▶ _Provided data_:
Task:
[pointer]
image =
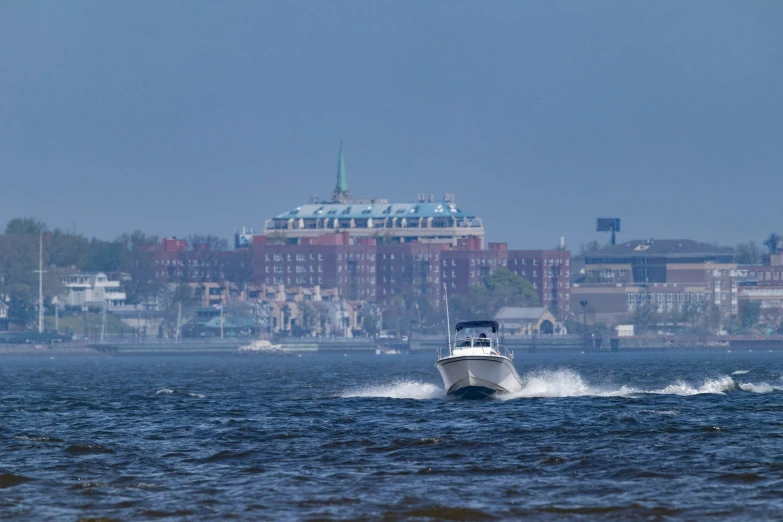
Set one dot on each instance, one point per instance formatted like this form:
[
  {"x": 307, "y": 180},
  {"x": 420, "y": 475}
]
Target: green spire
[{"x": 341, "y": 194}]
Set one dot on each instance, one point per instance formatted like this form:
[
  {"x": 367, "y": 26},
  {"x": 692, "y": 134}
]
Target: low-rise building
[
  {"x": 668, "y": 275},
  {"x": 526, "y": 321},
  {"x": 92, "y": 289}
]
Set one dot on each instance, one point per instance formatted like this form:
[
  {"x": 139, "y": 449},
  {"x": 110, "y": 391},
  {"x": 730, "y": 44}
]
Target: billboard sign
[{"x": 608, "y": 225}]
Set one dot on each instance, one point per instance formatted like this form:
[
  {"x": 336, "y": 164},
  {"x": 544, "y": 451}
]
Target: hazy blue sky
[{"x": 178, "y": 117}]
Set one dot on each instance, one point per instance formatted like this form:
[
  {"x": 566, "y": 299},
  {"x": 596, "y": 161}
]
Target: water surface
[{"x": 365, "y": 437}]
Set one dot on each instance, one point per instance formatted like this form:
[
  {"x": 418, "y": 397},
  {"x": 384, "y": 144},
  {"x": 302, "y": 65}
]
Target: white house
[
  {"x": 526, "y": 321},
  {"x": 92, "y": 288}
]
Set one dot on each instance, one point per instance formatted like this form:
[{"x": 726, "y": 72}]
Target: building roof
[
  {"x": 514, "y": 313},
  {"x": 659, "y": 247},
  {"x": 376, "y": 211}
]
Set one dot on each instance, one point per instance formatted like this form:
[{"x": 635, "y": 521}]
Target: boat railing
[{"x": 492, "y": 348}]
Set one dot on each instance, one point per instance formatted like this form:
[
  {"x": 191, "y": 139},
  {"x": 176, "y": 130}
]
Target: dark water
[{"x": 645, "y": 437}]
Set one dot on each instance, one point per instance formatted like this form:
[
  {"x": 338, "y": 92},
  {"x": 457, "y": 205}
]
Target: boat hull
[{"x": 478, "y": 376}]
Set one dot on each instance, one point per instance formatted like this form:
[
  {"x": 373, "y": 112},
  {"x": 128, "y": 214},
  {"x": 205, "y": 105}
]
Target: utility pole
[
  {"x": 179, "y": 322},
  {"x": 40, "y": 281},
  {"x": 103, "y": 321}
]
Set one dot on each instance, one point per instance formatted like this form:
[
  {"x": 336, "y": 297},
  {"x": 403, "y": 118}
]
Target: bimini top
[{"x": 478, "y": 324}]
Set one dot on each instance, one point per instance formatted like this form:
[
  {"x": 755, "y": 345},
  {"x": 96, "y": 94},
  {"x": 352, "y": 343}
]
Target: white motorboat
[
  {"x": 384, "y": 350},
  {"x": 262, "y": 346},
  {"x": 476, "y": 365}
]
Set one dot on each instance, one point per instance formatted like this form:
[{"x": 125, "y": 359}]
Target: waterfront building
[
  {"x": 668, "y": 275},
  {"x": 526, "y": 321},
  {"x": 425, "y": 221},
  {"x": 92, "y": 289},
  {"x": 372, "y": 250}
]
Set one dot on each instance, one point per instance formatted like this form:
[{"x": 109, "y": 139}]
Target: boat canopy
[{"x": 478, "y": 324}]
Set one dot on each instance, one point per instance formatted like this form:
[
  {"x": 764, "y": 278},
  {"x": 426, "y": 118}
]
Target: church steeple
[{"x": 341, "y": 194}]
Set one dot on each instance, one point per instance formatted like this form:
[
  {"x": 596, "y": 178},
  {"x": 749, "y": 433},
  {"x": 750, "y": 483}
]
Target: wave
[
  {"x": 759, "y": 388},
  {"x": 568, "y": 383},
  {"x": 402, "y": 389},
  {"x": 717, "y": 385},
  {"x": 561, "y": 383},
  {"x": 565, "y": 383},
  {"x": 169, "y": 391}
]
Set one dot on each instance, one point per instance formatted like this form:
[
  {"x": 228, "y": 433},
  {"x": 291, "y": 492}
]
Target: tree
[
  {"x": 215, "y": 243},
  {"x": 773, "y": 243},
  {"x": 138, "y": 261},
  {"x": 501, "y": 288},
  {"x": 747, "y": 253},
  {"x": 751, "y": 312},
  {"x": 27, "y": 225}
]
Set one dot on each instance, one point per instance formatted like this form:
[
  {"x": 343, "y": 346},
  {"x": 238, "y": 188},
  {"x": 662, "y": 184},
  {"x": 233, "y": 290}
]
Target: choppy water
[{"x": 650, "y": 437}]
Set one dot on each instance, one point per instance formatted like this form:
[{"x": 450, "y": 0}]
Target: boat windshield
[{"x": 469, "y": 337}]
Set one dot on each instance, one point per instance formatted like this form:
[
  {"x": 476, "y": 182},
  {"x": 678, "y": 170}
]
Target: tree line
[{"x": 130, "y": 254}]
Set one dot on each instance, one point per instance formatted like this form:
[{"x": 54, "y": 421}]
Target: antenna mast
[{"x": 448, "y": 321}]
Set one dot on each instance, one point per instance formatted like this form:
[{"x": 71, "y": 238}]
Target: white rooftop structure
[{"x": 92, "y": 288}]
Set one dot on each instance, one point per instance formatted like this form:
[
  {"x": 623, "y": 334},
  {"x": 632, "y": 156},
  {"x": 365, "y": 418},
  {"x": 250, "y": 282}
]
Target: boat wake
[
  {"x": 568, "y": 383},
  {"x": 565, "y": 383},
  {"x": 399, "y": 390}
]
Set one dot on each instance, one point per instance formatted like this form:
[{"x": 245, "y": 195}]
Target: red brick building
[{"x": 359, "y": 268}]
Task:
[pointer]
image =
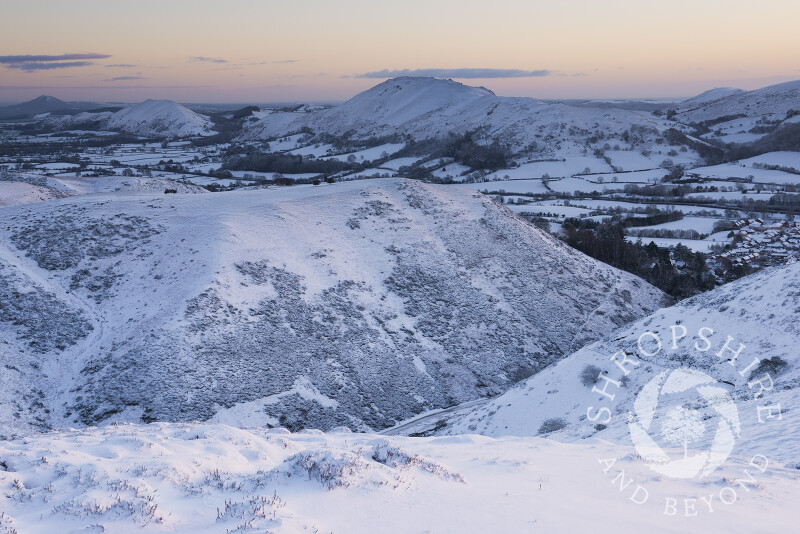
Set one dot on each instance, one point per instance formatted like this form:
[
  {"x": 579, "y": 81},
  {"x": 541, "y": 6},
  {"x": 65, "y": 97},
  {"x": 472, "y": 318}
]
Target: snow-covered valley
[{"x": 378, "y": 316}]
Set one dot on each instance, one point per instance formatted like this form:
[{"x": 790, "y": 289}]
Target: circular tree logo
[{"x": 682, "y": 408}]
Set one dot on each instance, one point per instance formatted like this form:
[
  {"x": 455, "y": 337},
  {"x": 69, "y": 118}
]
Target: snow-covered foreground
[{"x": 213, "y": 478}]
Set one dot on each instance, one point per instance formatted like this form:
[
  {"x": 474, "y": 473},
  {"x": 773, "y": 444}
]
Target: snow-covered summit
[
  {"x": 430, "y": 108},
  {"x": 710, "y": 96},
  {"x": 160, "y": 117},
  {"x": 772, "y": 102}
]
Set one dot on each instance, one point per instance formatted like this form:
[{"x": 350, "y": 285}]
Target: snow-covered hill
[
  {"x": 430, "y": 107},
  {"x": 13, "y": 193},
  {"x": 25, "y": 188},
  {"x": 212, "y": 478},
  {"x": 709, "y": 96},
  {"x": 761, "y": 311},
  {"x": 162, "y": 118},
  {"x": 772, "y": 102},
  {"x": 357, "y": 304}
]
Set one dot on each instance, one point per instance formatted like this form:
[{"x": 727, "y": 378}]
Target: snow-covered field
[{"x": 392, "y": 307}]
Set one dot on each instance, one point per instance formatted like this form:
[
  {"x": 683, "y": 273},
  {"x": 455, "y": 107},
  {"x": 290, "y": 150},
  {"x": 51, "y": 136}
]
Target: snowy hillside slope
[
  {"x": 25, "y": 188},
  {"x": 709, "y": 96},
  {"x": 357, "y": 304},
  {"x": 430, "y": 107},
  {"x": 761, "y": 311},
  {"x": 163, "y": 118},
  {"x": 772, "y": 102},
  {"x": 201, "y": 478},
  {"x": 13, "y": 193}
]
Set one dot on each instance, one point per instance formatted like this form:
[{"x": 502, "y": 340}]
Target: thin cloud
[
  {"x": 209, "y": 59},
  {"x": 8, "y": 60},
  {"x": 457, "y": 73},
  {"x": 47, "y": 66},
  {"x": 120, "y": 78}
]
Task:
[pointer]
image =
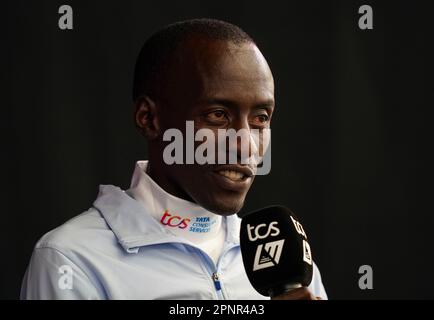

▶ _What you need to do_: Show each line above that contains the string "tree", reproduced in full. Treat the match as case-sensitive.

▶ _Completed task_:
Target: tree
Target: tree line
Target: circular tree logo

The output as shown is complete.